'''

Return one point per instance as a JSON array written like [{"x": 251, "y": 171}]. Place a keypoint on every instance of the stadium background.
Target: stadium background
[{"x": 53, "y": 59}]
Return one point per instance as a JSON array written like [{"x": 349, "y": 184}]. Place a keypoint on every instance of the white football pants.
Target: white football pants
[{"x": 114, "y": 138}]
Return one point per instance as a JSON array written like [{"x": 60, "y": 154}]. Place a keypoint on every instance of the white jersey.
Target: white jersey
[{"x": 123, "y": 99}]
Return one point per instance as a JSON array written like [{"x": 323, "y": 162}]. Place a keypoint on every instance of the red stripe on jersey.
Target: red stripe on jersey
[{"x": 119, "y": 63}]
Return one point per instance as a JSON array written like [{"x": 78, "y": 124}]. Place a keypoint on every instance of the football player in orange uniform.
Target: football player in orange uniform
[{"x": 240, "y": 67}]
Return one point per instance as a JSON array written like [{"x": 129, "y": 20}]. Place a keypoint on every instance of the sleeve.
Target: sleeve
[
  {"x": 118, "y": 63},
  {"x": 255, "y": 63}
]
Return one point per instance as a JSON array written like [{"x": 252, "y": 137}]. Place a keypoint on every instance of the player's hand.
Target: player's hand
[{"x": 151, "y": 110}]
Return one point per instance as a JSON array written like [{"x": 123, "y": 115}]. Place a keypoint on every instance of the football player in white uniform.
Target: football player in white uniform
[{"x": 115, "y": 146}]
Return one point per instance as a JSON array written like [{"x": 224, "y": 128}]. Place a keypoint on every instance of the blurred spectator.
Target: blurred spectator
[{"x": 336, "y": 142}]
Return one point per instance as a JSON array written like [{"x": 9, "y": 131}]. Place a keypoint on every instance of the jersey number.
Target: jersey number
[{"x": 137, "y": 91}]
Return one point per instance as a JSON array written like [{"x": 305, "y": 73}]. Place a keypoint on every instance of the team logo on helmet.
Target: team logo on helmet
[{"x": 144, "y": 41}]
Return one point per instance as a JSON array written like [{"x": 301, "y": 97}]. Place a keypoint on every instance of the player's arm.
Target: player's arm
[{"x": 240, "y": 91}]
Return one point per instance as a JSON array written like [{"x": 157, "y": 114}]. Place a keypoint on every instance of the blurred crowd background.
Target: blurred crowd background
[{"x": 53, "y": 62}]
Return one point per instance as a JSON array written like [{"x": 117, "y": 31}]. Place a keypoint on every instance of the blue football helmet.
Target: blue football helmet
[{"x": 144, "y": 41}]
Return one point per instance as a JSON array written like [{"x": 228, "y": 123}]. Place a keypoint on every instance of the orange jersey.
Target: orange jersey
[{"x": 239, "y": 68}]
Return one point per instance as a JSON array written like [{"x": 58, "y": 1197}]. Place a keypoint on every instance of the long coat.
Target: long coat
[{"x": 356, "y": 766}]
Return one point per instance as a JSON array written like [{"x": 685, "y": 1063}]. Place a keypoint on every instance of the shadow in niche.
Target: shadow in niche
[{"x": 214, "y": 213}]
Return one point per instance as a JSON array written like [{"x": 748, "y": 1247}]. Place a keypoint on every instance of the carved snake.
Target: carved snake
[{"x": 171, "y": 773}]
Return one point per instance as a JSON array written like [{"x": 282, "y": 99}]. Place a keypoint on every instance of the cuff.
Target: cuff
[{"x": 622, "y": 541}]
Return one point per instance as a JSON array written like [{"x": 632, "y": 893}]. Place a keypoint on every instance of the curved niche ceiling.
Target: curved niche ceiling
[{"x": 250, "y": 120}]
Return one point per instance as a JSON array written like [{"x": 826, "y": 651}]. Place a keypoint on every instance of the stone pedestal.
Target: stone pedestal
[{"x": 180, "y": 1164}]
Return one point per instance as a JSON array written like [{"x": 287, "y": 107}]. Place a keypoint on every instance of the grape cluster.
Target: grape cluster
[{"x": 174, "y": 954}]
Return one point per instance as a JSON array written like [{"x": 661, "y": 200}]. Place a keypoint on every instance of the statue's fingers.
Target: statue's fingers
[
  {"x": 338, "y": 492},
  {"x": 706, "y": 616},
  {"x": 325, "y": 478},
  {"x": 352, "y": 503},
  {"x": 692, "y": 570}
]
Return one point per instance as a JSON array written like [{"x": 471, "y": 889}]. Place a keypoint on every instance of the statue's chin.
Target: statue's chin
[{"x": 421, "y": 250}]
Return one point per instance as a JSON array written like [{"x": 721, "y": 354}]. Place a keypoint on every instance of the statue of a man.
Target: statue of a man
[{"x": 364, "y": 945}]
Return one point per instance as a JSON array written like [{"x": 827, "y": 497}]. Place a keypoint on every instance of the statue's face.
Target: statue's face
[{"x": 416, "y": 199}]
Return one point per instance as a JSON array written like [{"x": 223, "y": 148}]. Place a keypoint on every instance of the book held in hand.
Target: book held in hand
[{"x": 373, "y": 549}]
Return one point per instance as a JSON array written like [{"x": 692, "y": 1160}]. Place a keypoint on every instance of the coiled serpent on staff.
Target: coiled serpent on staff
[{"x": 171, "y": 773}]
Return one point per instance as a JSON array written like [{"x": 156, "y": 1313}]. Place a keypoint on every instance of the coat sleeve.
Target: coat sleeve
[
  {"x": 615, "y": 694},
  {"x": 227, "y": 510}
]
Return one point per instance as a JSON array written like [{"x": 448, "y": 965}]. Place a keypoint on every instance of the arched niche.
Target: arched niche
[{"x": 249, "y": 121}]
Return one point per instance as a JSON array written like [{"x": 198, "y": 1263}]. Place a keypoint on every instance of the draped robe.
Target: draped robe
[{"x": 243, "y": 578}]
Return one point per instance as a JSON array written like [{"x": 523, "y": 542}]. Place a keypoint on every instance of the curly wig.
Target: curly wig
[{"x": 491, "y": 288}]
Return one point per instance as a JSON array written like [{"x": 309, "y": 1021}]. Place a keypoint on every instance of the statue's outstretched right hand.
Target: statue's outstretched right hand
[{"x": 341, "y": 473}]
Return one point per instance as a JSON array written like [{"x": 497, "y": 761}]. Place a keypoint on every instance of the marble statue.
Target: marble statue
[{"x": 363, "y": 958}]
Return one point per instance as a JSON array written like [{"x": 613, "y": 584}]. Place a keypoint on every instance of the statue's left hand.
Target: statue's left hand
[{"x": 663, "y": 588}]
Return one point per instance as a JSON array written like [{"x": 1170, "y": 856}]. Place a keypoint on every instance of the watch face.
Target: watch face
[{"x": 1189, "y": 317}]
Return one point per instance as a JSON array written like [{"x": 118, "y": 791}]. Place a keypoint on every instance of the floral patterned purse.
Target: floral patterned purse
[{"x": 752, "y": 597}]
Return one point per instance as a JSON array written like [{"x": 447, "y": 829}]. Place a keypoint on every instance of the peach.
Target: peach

'''

● What needs to be done
Render the part of the entries that opens with the line containing "outstretched right hand." and runs through the end of the entries as a JSON list of strings, one per line, leaving out blank lines.

● The response
[
  "Return one point per instance as a JSON array written like [{\"x\": 309, \"y\": 1021}]. Place a keypoint on every instance of the statue's outstretched right hand.",
  "Target: statue's outstretched right hand",
  "[{\"x\": 341, \"y\": 473}]",
  "Return one point per instance as a JSON array written like [{\"x\": 497, \"y\": 761}]. Place a keypoint on every instance of the marble statue.",
  "Target: marble statue",
  "[{\"x\": 363, \"y\": 958}]",
  "Return one point per instance as a JSON array written like [{\"x\": 613, \"y\": 584}]. Place a keypoint on every instance of the statue's left hand.",
  "Target: statue's left hand",
  "[{\"x\": 663, \"y\": 588}]",
  "Return one point per instance as a JSON array written like [{\"x\": 1170, \"y\": 856}]. Place a keypoint on every instance of the watch face.",
  "Target: watch face",
  "[{\"x\": 1189, \"y\": 317}]",
  "Return one point per instance as a JSON array written like [{\"x\": 118, \"y\": 791}]. Place a keypoint on every instance of the floral patterned purse.",
  "Target: floral patterned purse",
  "[{\"x\": 752, \"y\": 597}]",
  "Return one point per instance as a JSON array written like [{\"x\": 447, \"y\": 829}]. Place a keypoint on every instance of the peach.",
  "Target: peach"
]